- **INFORMATION PROVIDED**

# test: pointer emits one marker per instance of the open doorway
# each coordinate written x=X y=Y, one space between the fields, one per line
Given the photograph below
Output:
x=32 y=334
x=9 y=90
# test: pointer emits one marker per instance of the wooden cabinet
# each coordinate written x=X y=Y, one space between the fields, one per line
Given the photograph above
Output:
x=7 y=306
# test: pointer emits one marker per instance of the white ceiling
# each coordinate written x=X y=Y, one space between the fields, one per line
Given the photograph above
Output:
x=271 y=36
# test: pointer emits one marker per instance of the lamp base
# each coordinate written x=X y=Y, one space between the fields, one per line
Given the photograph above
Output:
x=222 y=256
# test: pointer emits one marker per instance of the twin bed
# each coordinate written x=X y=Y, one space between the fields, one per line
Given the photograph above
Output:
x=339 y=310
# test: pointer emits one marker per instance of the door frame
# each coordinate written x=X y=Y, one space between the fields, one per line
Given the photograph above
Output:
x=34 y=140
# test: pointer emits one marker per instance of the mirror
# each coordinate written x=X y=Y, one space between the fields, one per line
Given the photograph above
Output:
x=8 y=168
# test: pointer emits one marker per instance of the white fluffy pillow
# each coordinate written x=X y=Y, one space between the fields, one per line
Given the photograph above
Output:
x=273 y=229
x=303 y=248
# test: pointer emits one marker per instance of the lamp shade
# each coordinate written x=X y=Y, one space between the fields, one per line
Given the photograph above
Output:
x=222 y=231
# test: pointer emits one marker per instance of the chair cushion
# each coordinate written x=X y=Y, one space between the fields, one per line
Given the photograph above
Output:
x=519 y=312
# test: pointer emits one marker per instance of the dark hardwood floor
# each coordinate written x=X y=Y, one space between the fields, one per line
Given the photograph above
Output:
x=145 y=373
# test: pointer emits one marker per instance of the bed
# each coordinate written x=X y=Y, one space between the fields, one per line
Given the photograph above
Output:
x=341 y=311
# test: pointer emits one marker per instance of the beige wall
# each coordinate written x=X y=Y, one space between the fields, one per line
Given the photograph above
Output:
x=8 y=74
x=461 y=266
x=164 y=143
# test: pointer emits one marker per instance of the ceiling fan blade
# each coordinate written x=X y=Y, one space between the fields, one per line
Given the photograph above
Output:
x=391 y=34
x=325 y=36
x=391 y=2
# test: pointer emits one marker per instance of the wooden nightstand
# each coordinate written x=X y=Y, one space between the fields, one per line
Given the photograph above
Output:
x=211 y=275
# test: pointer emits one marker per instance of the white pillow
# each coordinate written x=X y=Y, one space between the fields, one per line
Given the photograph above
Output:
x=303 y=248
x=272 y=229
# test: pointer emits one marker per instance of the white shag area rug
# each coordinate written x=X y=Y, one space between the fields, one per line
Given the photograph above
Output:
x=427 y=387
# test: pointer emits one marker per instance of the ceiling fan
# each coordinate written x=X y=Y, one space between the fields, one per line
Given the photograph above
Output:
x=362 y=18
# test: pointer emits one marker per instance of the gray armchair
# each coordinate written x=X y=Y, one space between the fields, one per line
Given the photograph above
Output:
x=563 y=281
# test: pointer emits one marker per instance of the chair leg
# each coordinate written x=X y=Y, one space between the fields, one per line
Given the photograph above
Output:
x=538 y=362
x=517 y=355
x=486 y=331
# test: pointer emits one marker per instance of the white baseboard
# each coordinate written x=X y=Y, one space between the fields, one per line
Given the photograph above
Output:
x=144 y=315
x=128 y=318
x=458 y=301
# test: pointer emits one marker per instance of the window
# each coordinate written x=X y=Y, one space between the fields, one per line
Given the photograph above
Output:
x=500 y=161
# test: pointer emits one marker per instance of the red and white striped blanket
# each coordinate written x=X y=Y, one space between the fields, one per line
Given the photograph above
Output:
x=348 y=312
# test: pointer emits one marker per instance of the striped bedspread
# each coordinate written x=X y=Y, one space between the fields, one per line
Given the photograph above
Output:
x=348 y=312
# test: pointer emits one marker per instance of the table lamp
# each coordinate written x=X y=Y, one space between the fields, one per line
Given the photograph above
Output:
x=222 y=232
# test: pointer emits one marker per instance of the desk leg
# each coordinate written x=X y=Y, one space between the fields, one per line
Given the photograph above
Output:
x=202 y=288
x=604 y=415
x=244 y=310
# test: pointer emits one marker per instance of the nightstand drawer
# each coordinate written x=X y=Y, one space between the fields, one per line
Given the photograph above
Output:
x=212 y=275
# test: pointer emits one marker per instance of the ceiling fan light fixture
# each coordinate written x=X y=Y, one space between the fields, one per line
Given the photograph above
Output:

- **WHAT YOU ARE ASKED TO DO**
Can you put the lines above into a numbered list, starting with the line that contains "# test: pointer emits one marker per instance of the bed" and going on through the line that contains "x=164 y=143", both included, with blank lines left out?

- **REPLY TO THE TASK**
1. # test: pointer emits one marker per instance of the bed
2. # each coordinate written x=X y=Y, one space between the fields, one per line
3. Given the photograph above
4. Output:
5. x=341 y=311
6. # test: pointer emits one marker per instance of the beige wall
7. # each coordinate written x=X y=Y, one space between the fields, one per line
8. Given the photograph above
9. Output:
10. x=8 y=74
11. x=461 y=266
12. x=164 y=143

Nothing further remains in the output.